_Problem description_. Output every record below exactly as it appears.

(Entries from a dataset)
++++++++++
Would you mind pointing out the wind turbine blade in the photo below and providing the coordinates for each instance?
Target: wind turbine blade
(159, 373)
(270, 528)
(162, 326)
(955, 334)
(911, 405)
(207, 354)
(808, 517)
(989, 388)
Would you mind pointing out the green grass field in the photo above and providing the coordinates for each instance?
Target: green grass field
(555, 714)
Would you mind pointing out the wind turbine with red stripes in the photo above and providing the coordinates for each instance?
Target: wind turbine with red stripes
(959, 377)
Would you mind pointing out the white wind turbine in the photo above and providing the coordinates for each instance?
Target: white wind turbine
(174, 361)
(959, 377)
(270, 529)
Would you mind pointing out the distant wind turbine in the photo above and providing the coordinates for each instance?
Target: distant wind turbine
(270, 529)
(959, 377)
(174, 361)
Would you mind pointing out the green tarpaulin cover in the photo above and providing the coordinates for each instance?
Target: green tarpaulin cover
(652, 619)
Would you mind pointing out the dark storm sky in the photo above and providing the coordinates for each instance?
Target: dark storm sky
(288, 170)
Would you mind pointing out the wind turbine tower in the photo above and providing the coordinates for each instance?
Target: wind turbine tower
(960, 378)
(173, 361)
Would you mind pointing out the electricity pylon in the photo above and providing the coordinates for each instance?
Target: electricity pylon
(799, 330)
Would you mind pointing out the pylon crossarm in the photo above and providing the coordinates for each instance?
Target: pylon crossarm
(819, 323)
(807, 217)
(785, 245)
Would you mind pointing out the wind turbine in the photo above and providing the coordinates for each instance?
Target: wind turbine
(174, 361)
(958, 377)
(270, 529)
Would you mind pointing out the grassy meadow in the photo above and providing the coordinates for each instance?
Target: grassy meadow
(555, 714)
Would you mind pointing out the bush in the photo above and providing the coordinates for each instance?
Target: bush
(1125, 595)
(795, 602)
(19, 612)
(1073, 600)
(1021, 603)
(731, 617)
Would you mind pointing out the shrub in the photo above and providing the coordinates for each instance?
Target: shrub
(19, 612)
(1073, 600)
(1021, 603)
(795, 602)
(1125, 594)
++++++++++
_Exercise answer_.
Would you mind pointing out the wind turbine blade in the photo below and providing the coordinates for each instance?
Target: wind turbine blade
(159, 373)
(270, 528)
(162, 326)
(955, 334)
(911, 405)
(207, 354)
(808, 517)
(989, 388)
Would you mind pointing out the green grass field in the photo above and providing the coordinates for each instance?
Target: green grass field
(555, 714)
Would you mind pointing out the wind turbine with red stripes in the photo above and providing the coordinates for each instance?
Target: wind turbine with red stripes
(959, 377)
Would you mind pointing out the white wind turbine in the photo above and providing the coordinates for each instance?
Target: white wind turbine
(174, 361)
(959, 377)
(270, 529)
Would you mind pointing out the distant wind turbine in the photo above and providing the coordinates for each instance?
Target: distant wind turbine
(270, 529)
(959, 377)
(174, 361)
Would you mind pointing out the green tarpaulin cover in the photo above and providing the coordinates for each instance?
Target: green tarpaulin cover
(652, 619)
Would you mind pointing out the dark storm sky in the photo above and providing the coordinates for each instance?
Target: dark storm sky
(288, 170)
Would you mind pointing out the wind turbine tower in the photo above and providing the coordinates for each instance?
Target: wind turbine tower
(960, 378)
(173, 361)
Would you mind pointing out the electricity pylon in the photo above and providing the coordinates for each instance?
Target: electricity pylon
(799, 330)
Would you mind pointing out the pylon crossarm in the photo above and providing the coordinates for each instance?
Target: pylon crossarm
(819, 323)
(807, 217)
(785, 245)
Would you mind pointing out the wind turbine in the photo above and providing the coordinates for each instance?
Target: wind turbine
(174, 361)
(958, 377)
(270, 529)
Would you mind pointing out the grassy meadow in the photo above and providing the coordinates for each instance?
Target: grassy meadow
(555, 714)
Would you mind pointing out the bush in the photo above and providing the coordinates for each instance?
Target: bush
(1125, 595)
(795, 602)
(19, 612)
(1073, 600)
(1021, 603)
(731, 617)
Would you mind pointing out the shrub in the photo above and providing the coordinates for each instance?
Target: shrub
(19, 612)
(1073, 600)
(1021, 603)
(795, 602)
(1125, 594)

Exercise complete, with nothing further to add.